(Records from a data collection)
-=-=-=-=-

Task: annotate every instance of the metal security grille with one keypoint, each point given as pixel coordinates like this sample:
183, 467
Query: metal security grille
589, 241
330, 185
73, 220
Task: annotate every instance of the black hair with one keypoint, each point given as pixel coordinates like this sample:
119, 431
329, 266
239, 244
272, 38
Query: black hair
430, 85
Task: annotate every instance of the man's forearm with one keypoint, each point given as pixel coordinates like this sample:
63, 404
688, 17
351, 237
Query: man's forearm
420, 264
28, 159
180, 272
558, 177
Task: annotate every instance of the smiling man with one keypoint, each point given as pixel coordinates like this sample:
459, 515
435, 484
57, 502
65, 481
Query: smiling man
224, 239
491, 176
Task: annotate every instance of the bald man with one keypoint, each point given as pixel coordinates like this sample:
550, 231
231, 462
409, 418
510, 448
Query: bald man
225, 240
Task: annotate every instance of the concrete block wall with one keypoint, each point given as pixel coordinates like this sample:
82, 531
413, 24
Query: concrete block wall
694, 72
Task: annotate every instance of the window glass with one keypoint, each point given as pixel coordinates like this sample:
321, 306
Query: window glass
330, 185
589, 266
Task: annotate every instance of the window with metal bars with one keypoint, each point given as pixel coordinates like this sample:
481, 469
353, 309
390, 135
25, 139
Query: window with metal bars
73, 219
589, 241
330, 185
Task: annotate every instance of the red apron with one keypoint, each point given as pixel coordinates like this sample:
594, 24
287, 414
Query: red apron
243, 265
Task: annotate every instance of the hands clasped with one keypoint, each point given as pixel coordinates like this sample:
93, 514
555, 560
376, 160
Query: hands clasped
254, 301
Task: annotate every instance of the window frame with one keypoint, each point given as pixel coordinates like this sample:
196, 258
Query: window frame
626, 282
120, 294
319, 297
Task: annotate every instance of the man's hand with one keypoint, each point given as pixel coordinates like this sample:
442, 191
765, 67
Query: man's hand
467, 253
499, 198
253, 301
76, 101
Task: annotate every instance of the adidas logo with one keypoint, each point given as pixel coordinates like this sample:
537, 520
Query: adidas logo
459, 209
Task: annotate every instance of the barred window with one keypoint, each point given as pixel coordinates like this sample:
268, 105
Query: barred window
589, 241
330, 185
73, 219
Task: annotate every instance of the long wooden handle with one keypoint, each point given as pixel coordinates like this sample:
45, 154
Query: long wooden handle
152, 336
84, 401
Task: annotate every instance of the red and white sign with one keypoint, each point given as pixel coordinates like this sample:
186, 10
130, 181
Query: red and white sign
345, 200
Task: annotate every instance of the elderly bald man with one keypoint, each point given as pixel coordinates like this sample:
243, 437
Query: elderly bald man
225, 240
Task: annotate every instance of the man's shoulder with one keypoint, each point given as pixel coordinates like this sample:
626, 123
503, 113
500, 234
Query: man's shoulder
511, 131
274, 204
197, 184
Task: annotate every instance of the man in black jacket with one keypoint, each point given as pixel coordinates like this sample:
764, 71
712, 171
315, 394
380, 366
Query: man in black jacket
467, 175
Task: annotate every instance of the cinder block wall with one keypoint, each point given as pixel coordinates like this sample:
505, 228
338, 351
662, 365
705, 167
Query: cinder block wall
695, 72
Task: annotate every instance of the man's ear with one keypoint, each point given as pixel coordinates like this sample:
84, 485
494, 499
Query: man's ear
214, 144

-=-=-=-=-

WHAT IS NEEDED: Return the data above in full, keeping each line exactly as it stands.

EXPECTED OUTPUT:
Task: annotate every instance of the metal security grille with one keypoint, each point given as pixel coordinates like this sample:
183, 467
Query: metal security grille
589, 241
330, 185
73, 220
Task: annotate every instance of the black hair with one keypoint, each point given as pixel coordinates like this sample:
119, 431
329, 266
239, 244
272, 38
Query: black hair
430, 85
Task: annotate every instance of the man's forearm with one keypoint, each point given as pixel coordinates like this sample:
63, 404
688, 17
351, 237
Query: man's forearm
420, 264
28, 159
180, 272
558, 177
Task: annotate every instance of the smiling man with one keypoint, each point given as pixel coordinates like this sample:
459, 515
435, 484
57, 502
65, 481
Query: smiling man
224, 239
491, 176
Task: annotate every instance of the bald man with one keypoint, each point given as pixel coordinates like this sample:
550, 231
231, 462
409, 418
510, 448
Query: bald man
225, 240
Task: annotate every instance of the concrete block wall with one keypoint, each point given as pixel coordinates like this sample:
82, 531
413, 24
Query: concrete block wall
694, 72
Task: annotate every instance of the window glass with one keypoint, each point given as pixel coordinates like this sample:
321, 306
Query: window glass
330, 185
589, 266
Task: annotate every instance of the window with metal bars with one keypoint, each point given as pixel coordinates like this sample:
481, 469
353, 309
390, 135
25, 139
Query: window with metal bars
73, 219
589, 241
330, 185
Task: annotate every instance of the red apron with one keypoint, each point given as pixel coordinates like this sample:
594, 24
287, 414
Query: red apron
243, 265
Task: annotate every instance of the hands clasped with one keypoint, each point given as pixel coordinates like this sample:
93, 514
555, 560
376, 160
Query: hands clasped
254, 301
Task: annotate every instance of the window frame with one keypoint, each point given as pixel coordinates like this sample:
196, 258
Query: window frame
626, 282
120, 294
319, 297
Task: annotate every instance of the man's hand with one keypoint, each point given as pixel coordinates like this sample:
442, 191
765, 67
Query: man's hand
467, 253
499, 198
253, 301
76, 101
Task: annotate every instance of the adidas logo with one keypoint, each point given as pixel coordinates like this sample:
537, 520
Query: adidas logo
459, 209
Task: annotate every instance of the barred window with one keypoint, each point given as pixel coordinates like this sample:
268, 105
Query: barred window
589, 241
330, 185
73, 219
Task: annotate every instance of the long wooden handle with one keypoint, each point given as pixel coordinates like this sample:
45, 154
Query: long wooden handle
152, 336
84, 401
Task: annotate every instance of the red and white sign with one keypoint, each point given as pixel coordinates like this sample:
186, 10
130, 181
Query: red and white sign
345, 200
Task: annotate every instance of the elderly bald man with one keypoint, each point given as pixel coordinates like this sample:
243, 437
Query: elderly bald man
225, 240
Task: annotate every instance of the man's shoulder with one keypoint, each point given as pixel coordinates like this sample:
626, 123
503, 113
500, 234
Query: man's shoulder
511, 131
274, 204
197, 184
Task: annotate every instance of the man in black jacket with one keypoint, each point given as pixel coordinates like this sample:
764, 71
712, 171
315, 394
380, 366
Query: man in black jacket
467, 175
Task: annotate every instance of the cinder block wall with one keypoint, each point given as pixel coordinates like this sample:
505, 228
338, 351
662, 365
705, 167
Query: cinder block wall
695, 72
Task: annotate every instance of the man's ear with one keypoint, each point given as pixel coordinates like this sample:
84, 485
494, 499
Query: man's ear
214, 144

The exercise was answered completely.